- Exercise objective -
With the pictures removed, retype the lines from the one holding "Target: gray cardigan" through the end of the records, exactly as written.

Dataset records
◇ ◇ ◇ ◇ ◇

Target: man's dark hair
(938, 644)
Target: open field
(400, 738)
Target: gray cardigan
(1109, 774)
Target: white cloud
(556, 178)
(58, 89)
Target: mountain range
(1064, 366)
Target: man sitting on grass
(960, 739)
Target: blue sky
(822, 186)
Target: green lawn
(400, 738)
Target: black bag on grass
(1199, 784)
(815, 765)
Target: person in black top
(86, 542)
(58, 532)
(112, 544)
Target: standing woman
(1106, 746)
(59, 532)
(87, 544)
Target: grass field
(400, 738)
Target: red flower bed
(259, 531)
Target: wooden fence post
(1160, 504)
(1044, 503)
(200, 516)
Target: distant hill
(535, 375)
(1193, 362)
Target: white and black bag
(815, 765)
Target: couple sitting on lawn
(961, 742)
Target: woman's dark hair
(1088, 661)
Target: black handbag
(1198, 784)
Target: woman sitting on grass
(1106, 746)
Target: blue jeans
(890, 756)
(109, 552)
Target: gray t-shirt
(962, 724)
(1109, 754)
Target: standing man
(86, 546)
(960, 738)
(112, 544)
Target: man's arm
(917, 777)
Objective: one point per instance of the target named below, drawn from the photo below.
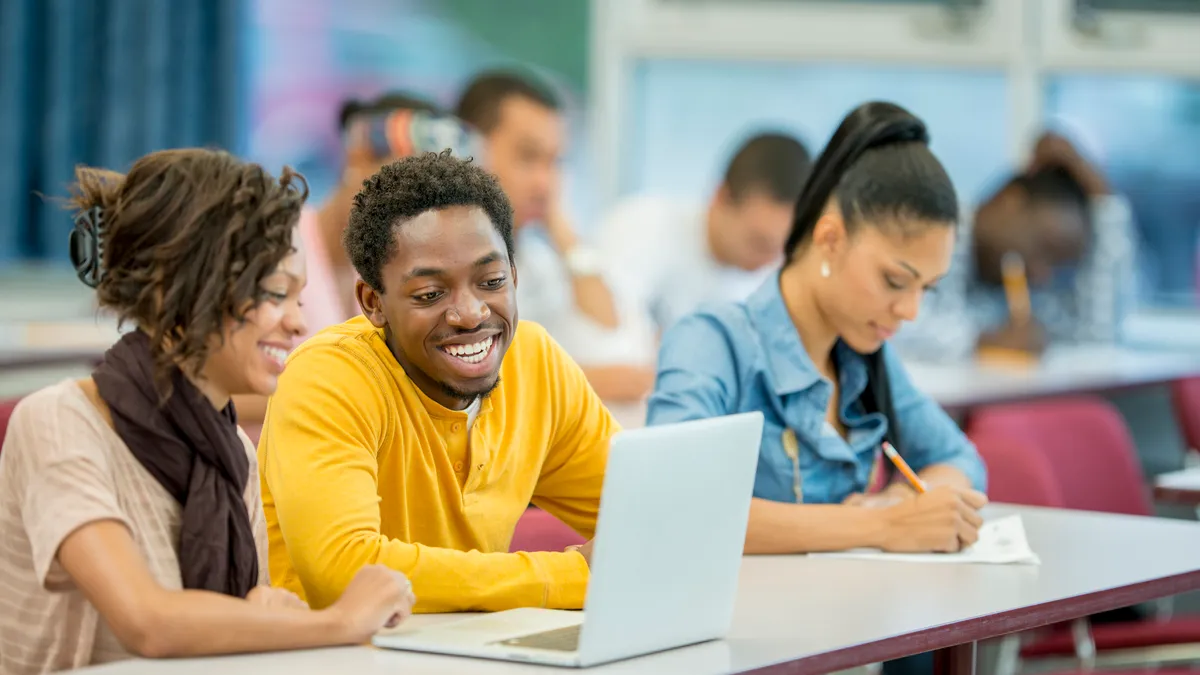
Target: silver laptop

◇ ◇ ◇ ◇ ◇

- Response for this exercise -
Target: gray cardigan
(1109, 774)
Target: white cloud
(556, 178)
(58, 89)
Target: mountain range
(1064, 366)
Target: man sitting on grass
(960, 739)
Target: blue sky
(822, 186)
Target: green lawn
(400, 738)
Target: black bag on grass
(1199, 784)
(815, 765)
Target: person in black top
(86, 542)
(58, 532)
(112, 544)
Target: standing woman
(1106, 746)
(59, 532)
(87, 544)
Target: grass field
(400, 738)
Target: red flower bed
(259, 531)
Target: wooden fence post
(1160, 504)
(1044, 503)
(200, 516)
Target: distant hill
(535, 375)
(1193, 362)
Target: white and black bag
(815, 765)
Target: couple sitting on lawn
(961, 742)
Target: woman's dark hair
(1088, 661)
Target: black handbag
(1198, 784)
Target: woman sitting on grass
(1106, 746)
Target: blue jeans
(890, 756)
(109, 552)
Target: gray t-shirt
(962, 724)
(1109, 754)
Target: standing man
(86, 546)
(960, 738)
(112, 544)
Target: man's arm
(917, 777)
Objective: one point per instance of the target named below, drawn from the photo below.
Target: silver laptop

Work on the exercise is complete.